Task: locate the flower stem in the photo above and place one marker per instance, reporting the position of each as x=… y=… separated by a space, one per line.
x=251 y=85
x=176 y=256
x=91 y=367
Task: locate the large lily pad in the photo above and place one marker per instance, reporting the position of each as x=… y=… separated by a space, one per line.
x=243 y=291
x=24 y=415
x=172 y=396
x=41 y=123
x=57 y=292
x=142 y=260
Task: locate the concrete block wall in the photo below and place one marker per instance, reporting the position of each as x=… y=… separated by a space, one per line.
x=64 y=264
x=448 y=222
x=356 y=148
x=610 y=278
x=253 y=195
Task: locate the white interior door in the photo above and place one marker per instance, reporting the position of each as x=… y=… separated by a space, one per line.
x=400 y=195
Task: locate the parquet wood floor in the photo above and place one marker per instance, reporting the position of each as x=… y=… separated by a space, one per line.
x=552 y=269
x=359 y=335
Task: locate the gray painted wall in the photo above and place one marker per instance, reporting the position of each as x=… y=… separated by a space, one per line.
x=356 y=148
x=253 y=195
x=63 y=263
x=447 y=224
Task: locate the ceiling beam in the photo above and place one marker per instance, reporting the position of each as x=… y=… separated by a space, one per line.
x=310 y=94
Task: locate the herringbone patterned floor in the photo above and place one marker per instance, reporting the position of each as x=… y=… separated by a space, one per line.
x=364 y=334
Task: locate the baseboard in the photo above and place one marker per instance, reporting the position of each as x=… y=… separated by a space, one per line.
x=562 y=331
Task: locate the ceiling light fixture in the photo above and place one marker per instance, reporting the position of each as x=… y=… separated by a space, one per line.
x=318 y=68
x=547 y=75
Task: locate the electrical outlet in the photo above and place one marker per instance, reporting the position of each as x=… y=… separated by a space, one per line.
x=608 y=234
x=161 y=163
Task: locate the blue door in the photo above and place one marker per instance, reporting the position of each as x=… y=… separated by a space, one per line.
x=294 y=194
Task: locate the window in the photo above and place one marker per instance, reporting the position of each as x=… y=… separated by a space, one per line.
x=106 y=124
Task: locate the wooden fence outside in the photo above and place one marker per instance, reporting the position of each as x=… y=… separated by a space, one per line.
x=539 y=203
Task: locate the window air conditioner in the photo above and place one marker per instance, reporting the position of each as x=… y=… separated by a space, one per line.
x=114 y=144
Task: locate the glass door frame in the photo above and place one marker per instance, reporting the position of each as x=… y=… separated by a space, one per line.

**Task details:**
Can you convert the lines of the listing into a numbered list, starting with the line containing "Task: locate the parquet" and going on through the line containing "x=364 y=334", leaving out any blank lines?

**Task solution:**
1. Task: locate the parquet wood floor in the photo above and place one marker per instance, reporting the position of each as x=… y=… separated by a space, one per line.
2. x=552 y=269
3. x=359 y=335
4. Task: locate the gray painted wall in the photo above and place one marker per instance, reporting the position of each as x=… y=… separated by a space, one per line.
5. x=356 y=148
6. x=253 y=195
7. x=63 y=263
8. x=447 y=224
9. Task: locate the ceiling beam in the photo above and place one marker per instance, reporting the position of each as x=… y=… separated by a space, one per line.
10. x=310 y=94
11. Task: locate the herringbone patterned floor in the photo above and place one marker per instance, reporting the position of each as x=… y=… separated by a space, one per line.
12. x=364 y=334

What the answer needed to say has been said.